__Stated task__
Please give the data again from its start through the line holding "[38,186,42,216]", inclusive, with "evergreen tree" replaced by "pine tree" and everything else unchanged.

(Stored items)
========================================

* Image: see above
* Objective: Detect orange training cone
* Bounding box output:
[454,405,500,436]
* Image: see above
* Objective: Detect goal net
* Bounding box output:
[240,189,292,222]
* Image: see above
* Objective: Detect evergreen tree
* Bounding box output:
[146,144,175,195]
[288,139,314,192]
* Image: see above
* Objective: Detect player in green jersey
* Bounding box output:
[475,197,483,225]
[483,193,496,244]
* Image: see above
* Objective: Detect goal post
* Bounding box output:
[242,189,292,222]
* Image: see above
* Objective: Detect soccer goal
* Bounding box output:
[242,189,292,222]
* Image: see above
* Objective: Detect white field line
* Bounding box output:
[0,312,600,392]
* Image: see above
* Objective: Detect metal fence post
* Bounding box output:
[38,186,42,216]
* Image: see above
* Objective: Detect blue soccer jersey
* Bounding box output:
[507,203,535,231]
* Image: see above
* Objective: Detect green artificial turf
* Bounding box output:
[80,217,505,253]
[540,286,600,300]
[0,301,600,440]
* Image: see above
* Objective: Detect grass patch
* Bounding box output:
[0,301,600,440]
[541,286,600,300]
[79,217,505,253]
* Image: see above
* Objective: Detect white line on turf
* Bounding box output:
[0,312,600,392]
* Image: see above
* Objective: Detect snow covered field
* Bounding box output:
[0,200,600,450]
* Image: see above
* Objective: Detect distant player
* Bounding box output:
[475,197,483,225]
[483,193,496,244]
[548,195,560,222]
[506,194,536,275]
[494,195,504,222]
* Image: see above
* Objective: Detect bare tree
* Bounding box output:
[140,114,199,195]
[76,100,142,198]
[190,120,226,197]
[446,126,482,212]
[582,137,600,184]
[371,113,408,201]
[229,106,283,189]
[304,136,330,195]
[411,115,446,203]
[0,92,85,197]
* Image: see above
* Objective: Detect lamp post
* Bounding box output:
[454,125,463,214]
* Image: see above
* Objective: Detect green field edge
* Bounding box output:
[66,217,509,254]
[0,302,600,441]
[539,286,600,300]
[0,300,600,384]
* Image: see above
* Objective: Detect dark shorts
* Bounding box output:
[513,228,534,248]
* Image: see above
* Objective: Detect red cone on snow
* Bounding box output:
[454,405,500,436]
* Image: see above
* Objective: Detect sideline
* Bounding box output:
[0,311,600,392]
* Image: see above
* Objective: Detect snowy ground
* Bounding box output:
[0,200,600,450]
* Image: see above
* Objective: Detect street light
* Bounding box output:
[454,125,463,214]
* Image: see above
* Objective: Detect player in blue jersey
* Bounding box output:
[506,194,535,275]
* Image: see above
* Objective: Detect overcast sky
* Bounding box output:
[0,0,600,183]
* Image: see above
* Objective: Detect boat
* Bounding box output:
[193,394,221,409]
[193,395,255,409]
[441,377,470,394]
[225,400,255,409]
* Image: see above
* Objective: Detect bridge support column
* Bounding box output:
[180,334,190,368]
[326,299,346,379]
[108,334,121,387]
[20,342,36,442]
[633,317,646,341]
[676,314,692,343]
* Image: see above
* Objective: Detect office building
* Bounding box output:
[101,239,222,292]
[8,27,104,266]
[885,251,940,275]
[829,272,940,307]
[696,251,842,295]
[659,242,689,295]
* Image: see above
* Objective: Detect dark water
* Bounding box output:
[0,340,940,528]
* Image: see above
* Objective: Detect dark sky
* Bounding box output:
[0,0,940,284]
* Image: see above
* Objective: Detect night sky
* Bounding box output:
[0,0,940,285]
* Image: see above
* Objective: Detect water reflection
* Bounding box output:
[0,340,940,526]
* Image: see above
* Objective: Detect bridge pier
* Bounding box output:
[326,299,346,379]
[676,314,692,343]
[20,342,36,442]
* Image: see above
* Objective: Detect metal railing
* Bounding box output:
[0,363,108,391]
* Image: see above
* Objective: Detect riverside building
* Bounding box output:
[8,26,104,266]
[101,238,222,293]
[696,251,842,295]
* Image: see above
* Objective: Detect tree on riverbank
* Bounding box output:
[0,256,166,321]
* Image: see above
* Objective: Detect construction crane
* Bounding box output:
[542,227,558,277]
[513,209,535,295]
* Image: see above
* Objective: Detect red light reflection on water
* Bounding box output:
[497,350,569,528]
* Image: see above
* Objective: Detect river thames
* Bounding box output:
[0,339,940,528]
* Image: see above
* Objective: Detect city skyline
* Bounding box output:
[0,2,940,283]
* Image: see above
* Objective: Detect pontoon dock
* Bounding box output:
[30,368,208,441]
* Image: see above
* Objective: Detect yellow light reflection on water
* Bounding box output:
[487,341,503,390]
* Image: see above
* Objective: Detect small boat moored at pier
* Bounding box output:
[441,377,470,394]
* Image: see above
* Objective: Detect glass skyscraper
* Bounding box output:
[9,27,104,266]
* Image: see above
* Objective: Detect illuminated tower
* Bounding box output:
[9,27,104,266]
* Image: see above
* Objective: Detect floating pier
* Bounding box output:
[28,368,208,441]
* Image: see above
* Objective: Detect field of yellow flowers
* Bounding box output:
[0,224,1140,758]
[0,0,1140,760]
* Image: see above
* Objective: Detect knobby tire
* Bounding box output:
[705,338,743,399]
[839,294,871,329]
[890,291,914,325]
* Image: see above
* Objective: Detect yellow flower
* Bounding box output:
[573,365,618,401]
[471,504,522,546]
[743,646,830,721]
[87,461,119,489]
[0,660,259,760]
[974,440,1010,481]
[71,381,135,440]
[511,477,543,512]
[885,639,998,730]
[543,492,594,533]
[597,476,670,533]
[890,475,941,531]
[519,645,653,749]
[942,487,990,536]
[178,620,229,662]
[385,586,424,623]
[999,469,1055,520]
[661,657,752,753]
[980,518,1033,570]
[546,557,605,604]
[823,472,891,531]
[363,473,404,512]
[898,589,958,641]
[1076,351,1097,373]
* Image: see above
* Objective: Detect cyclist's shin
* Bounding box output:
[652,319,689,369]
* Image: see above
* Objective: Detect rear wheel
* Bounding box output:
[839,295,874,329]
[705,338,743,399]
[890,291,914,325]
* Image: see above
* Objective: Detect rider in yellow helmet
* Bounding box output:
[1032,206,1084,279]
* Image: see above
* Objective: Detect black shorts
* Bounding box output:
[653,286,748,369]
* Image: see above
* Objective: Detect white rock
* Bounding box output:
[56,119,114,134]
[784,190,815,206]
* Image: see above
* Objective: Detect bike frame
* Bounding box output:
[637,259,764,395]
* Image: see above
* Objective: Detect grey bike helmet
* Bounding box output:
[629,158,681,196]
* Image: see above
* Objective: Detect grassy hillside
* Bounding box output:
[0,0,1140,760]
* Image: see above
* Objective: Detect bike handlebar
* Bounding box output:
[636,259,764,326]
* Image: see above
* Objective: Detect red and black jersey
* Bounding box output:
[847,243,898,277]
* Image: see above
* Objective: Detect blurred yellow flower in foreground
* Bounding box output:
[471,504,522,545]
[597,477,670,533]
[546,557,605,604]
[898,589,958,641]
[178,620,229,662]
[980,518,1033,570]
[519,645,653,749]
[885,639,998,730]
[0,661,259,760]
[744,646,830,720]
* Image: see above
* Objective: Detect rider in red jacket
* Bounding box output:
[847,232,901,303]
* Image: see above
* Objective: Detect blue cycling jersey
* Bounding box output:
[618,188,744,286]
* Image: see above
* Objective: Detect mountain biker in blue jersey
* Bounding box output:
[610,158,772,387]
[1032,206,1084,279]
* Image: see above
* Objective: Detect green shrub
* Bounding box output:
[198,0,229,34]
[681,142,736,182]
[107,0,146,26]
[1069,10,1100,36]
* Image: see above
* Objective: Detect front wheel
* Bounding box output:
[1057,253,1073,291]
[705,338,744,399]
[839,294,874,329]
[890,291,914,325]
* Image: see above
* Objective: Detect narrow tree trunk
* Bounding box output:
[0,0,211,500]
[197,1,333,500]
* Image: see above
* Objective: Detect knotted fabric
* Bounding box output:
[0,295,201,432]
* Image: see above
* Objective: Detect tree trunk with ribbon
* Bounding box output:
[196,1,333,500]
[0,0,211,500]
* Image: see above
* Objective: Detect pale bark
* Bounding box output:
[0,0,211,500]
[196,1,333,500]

========================================

__Written solution__
* Image: see above
* Objective: Detect orange training cone
* Bounding box output:
[454,405,500,436]
* Image: see above
* Objective: Detect goal net
* Bounding box output:
[240,189,292,222]
* Image: see above
* Objective: Detect pine tree
* Bounding box output:
[146,144,175,195]
[288,139,314,192]
* Image: see above
* Objective: Detect player in green jersey
* Bounding box output:
[475,197,483,225]
[483,193,496,244]
* Image: see above
* Objective: Detect goal post
* Bounding box output:
[242,189,292,222]
* Image: see above
* Objective: Detect soccer goal
* Bounding box output:
[242,189,292,222]
* Image: see above
* Objective: Detect white field line
* Bounding box output:
[0,312,600,392]
* Image: see above
* Objective: Detect metal fence post
* Bounding box output:
[38,186,42,216]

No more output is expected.